Segment Start: Material provided

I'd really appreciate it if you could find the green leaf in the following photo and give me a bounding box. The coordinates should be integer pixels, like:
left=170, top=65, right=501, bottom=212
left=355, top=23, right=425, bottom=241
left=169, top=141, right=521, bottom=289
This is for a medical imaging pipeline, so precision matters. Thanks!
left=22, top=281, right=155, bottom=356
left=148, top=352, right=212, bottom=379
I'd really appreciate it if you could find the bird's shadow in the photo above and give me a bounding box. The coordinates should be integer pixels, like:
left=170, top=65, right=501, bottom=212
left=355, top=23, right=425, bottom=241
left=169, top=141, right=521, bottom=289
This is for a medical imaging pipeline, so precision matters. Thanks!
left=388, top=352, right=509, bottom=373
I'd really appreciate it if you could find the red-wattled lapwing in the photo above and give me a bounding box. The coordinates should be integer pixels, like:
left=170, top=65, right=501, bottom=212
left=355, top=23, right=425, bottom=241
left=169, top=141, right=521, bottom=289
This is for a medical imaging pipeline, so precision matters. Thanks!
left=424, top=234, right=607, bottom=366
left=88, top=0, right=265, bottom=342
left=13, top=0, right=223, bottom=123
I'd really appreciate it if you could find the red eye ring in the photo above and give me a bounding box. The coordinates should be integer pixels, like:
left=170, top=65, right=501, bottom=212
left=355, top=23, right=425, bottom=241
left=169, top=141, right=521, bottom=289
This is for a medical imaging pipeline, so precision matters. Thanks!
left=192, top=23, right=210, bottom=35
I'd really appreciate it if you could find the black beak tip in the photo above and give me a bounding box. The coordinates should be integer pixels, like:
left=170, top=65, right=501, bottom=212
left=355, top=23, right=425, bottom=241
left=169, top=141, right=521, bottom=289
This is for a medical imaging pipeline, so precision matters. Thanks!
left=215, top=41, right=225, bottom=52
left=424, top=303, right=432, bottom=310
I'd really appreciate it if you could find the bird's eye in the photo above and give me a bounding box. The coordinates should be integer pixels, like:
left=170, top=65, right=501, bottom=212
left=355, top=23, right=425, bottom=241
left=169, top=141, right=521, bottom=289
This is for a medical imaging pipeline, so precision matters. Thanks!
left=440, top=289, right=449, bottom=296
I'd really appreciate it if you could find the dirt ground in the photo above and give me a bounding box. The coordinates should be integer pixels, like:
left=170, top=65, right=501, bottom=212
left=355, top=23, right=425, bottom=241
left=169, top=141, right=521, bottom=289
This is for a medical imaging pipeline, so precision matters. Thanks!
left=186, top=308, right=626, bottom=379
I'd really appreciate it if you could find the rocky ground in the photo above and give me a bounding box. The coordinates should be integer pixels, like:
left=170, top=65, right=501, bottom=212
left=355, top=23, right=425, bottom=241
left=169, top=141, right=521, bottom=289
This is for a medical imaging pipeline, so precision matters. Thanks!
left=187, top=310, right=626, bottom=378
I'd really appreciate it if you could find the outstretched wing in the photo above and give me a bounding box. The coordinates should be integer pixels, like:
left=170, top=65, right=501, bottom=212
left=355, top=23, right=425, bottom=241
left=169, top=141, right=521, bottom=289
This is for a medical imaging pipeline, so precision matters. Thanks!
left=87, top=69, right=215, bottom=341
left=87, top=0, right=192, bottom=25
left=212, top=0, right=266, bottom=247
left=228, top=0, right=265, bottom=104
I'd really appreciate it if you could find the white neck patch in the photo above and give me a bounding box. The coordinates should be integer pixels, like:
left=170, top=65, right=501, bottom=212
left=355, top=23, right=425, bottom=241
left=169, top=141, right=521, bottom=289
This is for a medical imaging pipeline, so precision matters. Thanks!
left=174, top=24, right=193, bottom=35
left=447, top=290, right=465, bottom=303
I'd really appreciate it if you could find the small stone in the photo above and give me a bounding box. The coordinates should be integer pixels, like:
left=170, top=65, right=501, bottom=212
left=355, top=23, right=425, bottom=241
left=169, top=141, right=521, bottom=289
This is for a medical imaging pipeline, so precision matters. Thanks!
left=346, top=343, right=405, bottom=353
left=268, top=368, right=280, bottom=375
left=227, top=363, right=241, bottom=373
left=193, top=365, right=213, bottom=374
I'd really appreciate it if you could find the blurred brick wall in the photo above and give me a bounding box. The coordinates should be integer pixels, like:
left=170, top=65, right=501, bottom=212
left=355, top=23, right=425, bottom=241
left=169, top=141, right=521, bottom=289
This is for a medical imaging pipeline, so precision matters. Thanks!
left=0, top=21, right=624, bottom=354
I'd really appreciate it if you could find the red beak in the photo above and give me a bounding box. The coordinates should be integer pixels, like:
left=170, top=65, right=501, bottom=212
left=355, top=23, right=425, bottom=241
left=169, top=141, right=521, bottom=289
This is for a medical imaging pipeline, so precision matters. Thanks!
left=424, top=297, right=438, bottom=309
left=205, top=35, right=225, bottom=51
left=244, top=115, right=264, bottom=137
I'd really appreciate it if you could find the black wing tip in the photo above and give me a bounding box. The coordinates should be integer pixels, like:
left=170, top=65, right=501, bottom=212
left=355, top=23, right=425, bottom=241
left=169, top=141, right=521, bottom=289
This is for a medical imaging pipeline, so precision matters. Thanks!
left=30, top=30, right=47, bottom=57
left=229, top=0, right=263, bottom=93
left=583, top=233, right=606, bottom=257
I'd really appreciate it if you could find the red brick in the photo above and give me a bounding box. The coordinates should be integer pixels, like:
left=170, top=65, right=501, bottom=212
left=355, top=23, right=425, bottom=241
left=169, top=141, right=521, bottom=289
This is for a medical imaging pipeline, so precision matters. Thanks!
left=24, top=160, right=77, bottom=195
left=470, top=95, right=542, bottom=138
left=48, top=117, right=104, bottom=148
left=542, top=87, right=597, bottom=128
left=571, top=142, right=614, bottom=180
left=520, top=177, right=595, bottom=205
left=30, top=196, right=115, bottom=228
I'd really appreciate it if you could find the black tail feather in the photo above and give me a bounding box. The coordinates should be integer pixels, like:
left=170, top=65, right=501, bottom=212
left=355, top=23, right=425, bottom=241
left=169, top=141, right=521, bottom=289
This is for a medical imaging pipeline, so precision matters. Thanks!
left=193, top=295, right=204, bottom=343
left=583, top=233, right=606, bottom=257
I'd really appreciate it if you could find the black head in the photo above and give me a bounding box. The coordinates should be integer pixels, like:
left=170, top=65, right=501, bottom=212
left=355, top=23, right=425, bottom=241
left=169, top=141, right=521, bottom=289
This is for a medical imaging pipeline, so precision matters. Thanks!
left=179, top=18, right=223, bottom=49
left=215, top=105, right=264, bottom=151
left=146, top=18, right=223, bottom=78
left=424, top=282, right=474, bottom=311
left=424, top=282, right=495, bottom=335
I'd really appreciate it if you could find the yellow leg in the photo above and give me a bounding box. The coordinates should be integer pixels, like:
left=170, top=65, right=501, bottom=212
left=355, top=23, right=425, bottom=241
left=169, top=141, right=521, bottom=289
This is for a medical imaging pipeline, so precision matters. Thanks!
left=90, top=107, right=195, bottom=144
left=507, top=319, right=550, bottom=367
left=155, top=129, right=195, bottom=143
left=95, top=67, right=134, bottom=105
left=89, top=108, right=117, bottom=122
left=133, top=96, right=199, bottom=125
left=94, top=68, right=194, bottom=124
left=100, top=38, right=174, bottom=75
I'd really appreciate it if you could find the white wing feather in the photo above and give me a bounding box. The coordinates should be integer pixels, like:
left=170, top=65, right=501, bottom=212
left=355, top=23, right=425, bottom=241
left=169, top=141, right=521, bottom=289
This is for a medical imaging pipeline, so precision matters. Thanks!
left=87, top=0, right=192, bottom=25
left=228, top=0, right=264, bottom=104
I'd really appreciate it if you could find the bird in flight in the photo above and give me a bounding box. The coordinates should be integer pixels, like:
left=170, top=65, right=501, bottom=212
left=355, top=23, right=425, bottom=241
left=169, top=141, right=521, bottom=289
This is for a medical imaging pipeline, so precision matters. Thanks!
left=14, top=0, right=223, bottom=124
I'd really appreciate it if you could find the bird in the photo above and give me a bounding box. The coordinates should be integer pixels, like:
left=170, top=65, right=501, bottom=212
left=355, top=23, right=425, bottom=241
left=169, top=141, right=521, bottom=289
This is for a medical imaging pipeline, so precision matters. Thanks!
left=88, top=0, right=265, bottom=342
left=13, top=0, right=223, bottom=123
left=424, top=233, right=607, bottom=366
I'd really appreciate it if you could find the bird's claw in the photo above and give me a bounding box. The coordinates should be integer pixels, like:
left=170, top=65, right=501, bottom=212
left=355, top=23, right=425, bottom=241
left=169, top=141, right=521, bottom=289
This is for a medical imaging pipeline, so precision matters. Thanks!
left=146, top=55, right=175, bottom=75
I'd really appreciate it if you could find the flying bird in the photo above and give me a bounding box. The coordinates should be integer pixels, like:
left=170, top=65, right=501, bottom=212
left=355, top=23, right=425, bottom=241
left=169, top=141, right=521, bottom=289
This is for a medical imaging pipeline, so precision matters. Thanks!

Segment End: Material provided

The task. Report every line of the material above in which "feather" appears.

Problem solution.
I'd really appreciate it if you could find the black tail feather in the photo above and give me a bounding box. The coordinates should be integer pixels, like:
I'd really appreciate it if you could find the white wing feather in the photo above and give me a bounding box. The coordinates should be integer pixels, like:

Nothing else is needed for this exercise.